## Short problem 1
Using the passage about the Overall Run hike, decide whether each statement below agrees with it. For each of (a), (b), and (c), answer yes or no and quote the words from the passage that settle it.
(a) The hike begins at the end of a road that becomes a private drive for about 3/4 of a mile.
(b) Overall Run was running high when the hike took place.
(c) The writer has identified the brilliant purple flower seen along the trail.

## Excerpted passage

This really has been the best summer since I’ve moved to Virginia. It’s been nice and cool, almost like where I grew up, in California.

The hike of Overall Run starts out at the end of a road, which turns into a private drive for about 3/4 of a mile. Along the road I saw mounds and mounds of spotted touch-me-nots. I had thought that they were just solitary flowers, from the ones I’d seen before, but here they were everywhere along the road.

Everything seemed like a jungle that day as I got to the trail itself and made my way in. As the trees closed around me, the world went quiet. There was a lot of dampness from previous rains, and the sun filtered in in little rays. The forest seemed to give me that same feeling that you get when you go into a cathedral or large building of worship – that feeling of silence. I imagine the feeling of the stillness of nature is possibly one of the things that influenced architects in the first place; we want to go back to where we came from, in the trees.

There was a fruity perfume in the air again, I am not sure which plant or wildflower causes it, it might be the blackberries that are nearing the end of their run perhaps, and fermenting on the vine.

The trail starts to climb, gently at first, meandering alongside Overall Run, which was a little dry at this time of the year, despite the rains. I came upon a brilliant purple flower out of nowhere as I was going along. I still haven’t gotten an ID from it, but its color was startling to behold out of nowhere.

The trail continues up on switchbacks, and I took some time to stop at a nice campsite to eat a snack. Continuing on my way, I got to the top of the ridge, and the view was clear out across the valley towards Massanutten mountain. As I stopped to take some pictures, I was joined by a pair of hikers making their way down. From this point on, for a good while, it was a rather busy hike as the trail comes very close to Matthews Arm campground, and there were a lot of campers getting in a last summer vacation in Shenandoah.

[Region labeling records]
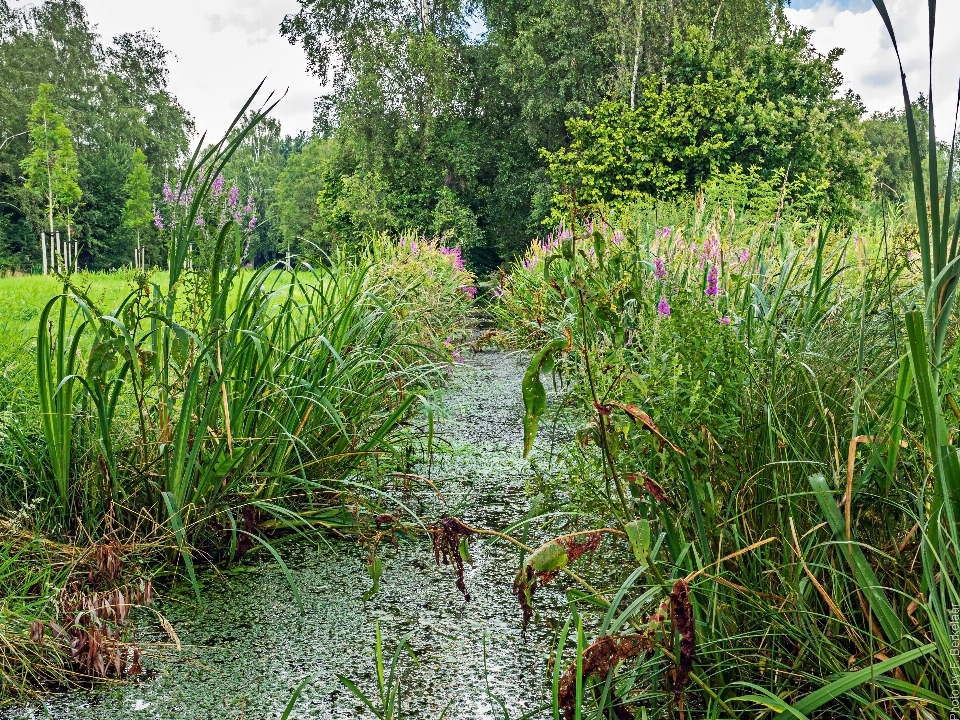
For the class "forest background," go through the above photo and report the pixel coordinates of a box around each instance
[0,0,947,272]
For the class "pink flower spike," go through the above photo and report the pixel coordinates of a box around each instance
[653,258,667,280]
[705,265,720,295]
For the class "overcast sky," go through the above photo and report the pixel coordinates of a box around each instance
[16,0,960,141]
[787,0,960,126]
[14,0,321,139]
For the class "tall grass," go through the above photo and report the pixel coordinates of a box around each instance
[5,88,472,574]
[496,180,958,718]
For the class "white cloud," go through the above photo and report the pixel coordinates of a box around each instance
[786,0,960,129]
[14,0,323,138]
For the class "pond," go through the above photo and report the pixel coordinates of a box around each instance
[7,352,566,720]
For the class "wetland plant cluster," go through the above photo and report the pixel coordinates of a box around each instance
[484,18,960,708]
[0,98,474,702]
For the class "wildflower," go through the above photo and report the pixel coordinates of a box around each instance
[653,258,667,280]
[706,265,720,295]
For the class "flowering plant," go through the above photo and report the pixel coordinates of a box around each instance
[153,170,259,260]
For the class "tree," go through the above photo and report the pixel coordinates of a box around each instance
[20,83,82,236]
[0,0,192,268]
[270,138,333,254]
[123,148,153,262]
[544,28,870,214]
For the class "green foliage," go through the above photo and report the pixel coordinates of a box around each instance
[3,102,472,564]
[281,0,779,268]
[123,148,153,236]
[271,138,332,255]
[20,83,82,234]
[0,0,192,270]
[217,113,306,265]
[544,29,869,214]
[493,187,957,719]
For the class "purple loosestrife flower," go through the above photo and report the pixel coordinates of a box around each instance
[653,258,667,280]
[705,265,720,295]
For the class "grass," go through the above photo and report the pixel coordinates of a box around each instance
[0,93,473,694]
[494,188,960,719]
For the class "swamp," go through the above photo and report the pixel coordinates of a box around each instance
[0,0,960,720]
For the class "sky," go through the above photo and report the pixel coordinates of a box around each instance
[15,0,960,137]
[11,0,322,140]
[787,0,960,126]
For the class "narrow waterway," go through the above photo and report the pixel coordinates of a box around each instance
[13,352,560,720]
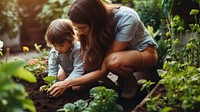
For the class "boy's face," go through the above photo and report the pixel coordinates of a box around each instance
[53,41,71,54]
[73,23,90,36]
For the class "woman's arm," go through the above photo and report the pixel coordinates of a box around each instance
[48,41,128,97]
[66,41,129,87]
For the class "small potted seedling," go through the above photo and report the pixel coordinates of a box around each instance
[39,76,56,92]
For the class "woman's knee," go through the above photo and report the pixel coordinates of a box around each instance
[106,53,122,71]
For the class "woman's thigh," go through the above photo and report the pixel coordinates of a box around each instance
[107,46,158,72]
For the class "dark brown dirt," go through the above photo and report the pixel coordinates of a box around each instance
[18,74,150,112]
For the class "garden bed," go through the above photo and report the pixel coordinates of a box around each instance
[18,74,152,112]
[132,83,167,112]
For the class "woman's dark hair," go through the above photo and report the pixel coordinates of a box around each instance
[68,0,117,71]
[45,19,77,46]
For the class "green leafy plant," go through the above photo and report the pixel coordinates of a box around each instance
[147,61,200,112]
[36,0,72,28]
[0,61,36,112]
[57,86,123,112]
[24,44,49,77]
[0,40,3,56]
[39,76,56,92]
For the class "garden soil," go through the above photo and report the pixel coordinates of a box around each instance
[18,74,150,112]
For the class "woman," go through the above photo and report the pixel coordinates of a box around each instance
[48,0,158,98]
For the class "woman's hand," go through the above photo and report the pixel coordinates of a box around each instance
[47,80,69,97]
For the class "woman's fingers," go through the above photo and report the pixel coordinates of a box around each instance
[47,82,66,97]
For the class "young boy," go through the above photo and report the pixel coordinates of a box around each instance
[45,19,84,94]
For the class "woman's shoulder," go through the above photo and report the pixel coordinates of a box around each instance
[113,6,139,19]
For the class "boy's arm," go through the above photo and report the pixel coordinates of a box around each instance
[48,50,59,76]
[66,50,84,80]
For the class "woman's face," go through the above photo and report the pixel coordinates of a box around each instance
[53,41,71,54]
[73,23,90,36]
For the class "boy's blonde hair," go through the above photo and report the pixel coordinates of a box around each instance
[45,19,77,47]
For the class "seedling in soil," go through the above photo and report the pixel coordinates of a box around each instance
[40,76,56,92]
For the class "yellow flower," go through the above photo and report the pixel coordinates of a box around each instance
[23,46,29,52]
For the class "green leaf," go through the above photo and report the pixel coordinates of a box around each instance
[0,61,25,76]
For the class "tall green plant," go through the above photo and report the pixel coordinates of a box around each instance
[0,0,21,38]
[0,61,36,112]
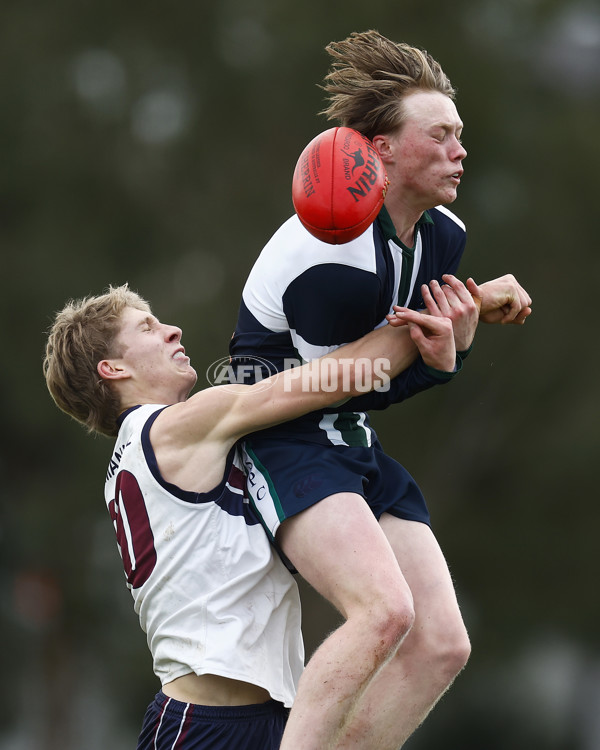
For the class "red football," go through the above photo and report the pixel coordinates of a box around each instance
[292,127,388,245]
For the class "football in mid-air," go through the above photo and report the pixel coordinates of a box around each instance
[292,127,388,245]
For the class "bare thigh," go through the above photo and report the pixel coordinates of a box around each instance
[277,493,412,618]
[380,513,462,638]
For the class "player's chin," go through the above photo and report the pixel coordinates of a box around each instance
[437,185,458,206]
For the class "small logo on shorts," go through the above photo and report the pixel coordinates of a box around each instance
[294,474,323,497]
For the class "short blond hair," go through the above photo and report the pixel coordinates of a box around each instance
[321,30,456,140]
[43,284,150,436]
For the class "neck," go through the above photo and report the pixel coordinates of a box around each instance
[385,191,424,247]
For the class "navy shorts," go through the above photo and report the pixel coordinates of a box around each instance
[137,691,289,750]
[242,437,431,540]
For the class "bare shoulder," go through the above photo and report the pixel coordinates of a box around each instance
[150,386,244,500]
[152,386,244,447]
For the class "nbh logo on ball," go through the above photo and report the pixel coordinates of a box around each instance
[292,126,388,245]
[206,357,277,391]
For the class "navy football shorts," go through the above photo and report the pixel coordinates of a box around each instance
[242,437,431,540]
[137,691,289,750]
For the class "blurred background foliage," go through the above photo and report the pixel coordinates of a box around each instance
[0,0,600,750]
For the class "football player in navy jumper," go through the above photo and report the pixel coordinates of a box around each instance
[230,31,531,750]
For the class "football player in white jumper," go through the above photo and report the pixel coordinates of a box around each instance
[44,280,476,750]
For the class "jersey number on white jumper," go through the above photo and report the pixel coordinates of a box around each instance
[108,471,156,589]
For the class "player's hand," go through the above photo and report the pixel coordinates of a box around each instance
[467,273,532,325]
[421,273,481,352]
[388,307,456,372]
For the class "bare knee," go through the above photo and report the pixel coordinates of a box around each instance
[422,622,471,684]
[360,594,415,663]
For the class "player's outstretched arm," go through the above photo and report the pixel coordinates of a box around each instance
[388,274,481,356]
[467,273,532,325]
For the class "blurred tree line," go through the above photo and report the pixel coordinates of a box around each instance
[0,0,600,750]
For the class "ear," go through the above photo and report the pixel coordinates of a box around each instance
[96,359,130,380]
[372,135,392,163]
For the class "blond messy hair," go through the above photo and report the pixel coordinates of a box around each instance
[320,30,456,140]
[43,284,150,436]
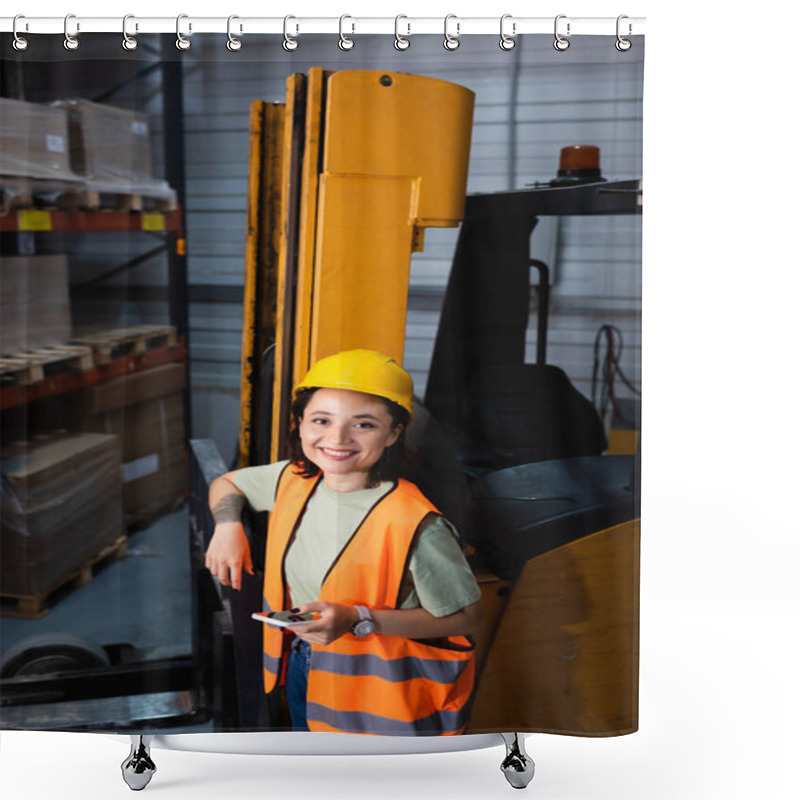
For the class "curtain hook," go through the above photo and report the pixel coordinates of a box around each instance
[225,14,242,53]
[500,14,517,51]
[444,14,461,51]
[175,14,192,50]
[283,14,300,52]
[614,14,633,53]
[122,14,139,50]
[12,14,28,50]
[553,14,569,53]
[64,14,81,50]
[394,14,411,50]
[339,14,356,50]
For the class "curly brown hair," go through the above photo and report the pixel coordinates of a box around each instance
[288,386,411,489]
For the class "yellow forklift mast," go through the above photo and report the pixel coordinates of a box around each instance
[239,68,474,466]
[238,68,639,736]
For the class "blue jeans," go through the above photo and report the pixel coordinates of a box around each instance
[286,639,311,731]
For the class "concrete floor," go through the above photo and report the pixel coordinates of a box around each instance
[0,507,192,659]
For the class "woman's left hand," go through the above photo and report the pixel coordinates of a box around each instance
[292,602,359,644]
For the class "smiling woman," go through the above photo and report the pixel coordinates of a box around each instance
[206,350,483,735]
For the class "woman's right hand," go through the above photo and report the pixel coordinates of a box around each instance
[206,522,255,592]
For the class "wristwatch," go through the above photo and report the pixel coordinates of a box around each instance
[350,606,375,636]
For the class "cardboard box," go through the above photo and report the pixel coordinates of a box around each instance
[0,255,72,355]
[0,433,125,596]
[76,364,188,526]
[0,97,75,180]
[53,100,154,184]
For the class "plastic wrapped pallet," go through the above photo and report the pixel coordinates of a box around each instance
[0,433,124,596]
[0,255,72,355]
[0,97,75,179]
[76,364,187,526]
[53,100,155,184]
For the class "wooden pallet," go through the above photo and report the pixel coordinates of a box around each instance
[0,177,178,213]
[72,325,178,365]
[0,536,128,619]
[0,344,94,386]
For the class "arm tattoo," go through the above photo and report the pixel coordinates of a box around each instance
[211,494,245,525]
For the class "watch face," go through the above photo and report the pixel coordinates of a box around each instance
[353,619,375,636]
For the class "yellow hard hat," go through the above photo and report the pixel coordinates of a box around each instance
[294,350,414,414]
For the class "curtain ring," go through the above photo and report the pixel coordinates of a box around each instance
[283,14,300,53]
[175,14,192,50]
[394,14,411,50]
[614,14,633,53]
[444,14,461,51]
[553,14,569,53]
[122,14,139,50]
[500,14,517,51]
[12,14,28,51]
[339,14,356,50]
[225,14,242,53]
[64,14,81,50]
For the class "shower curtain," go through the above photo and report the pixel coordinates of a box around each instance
[0,10,644,764]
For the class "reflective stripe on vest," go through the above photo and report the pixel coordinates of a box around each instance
[264,466,474,736]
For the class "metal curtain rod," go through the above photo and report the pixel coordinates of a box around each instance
[0,14,645,38]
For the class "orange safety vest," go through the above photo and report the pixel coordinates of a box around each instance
[263,465,475,736]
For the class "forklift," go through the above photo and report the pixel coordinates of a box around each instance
[191,69,641,736]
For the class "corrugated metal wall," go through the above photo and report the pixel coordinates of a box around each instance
[185,36,644,457]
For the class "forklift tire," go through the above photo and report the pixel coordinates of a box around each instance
[0,631,111,678]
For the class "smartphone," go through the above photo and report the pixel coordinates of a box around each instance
[251,611,314,628]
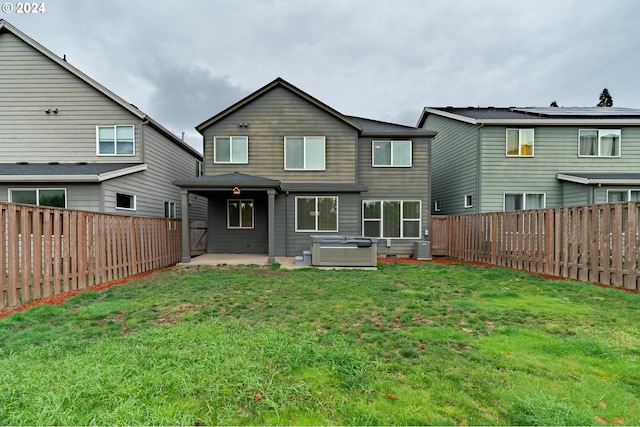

## Short problem 2
Pick out every line in the listing above that contains the word "thigh".

## Task output 1
(a) Yes: "The hike of Overall Run starts out at the end of a road, which turns into a private drive for about 3/4 of a mile."
(b) No: "which was a little dry at this time of the year, despite the rains."
(c) No: "I still haven’t gotten an ID from it"

## Task output 2
For the class "woman's thigh," go through the above photo and report the pixel coordinates of a box around each instance
For the class "bare thigh," go through the above photo and report the pixel coordinates of a box around each instance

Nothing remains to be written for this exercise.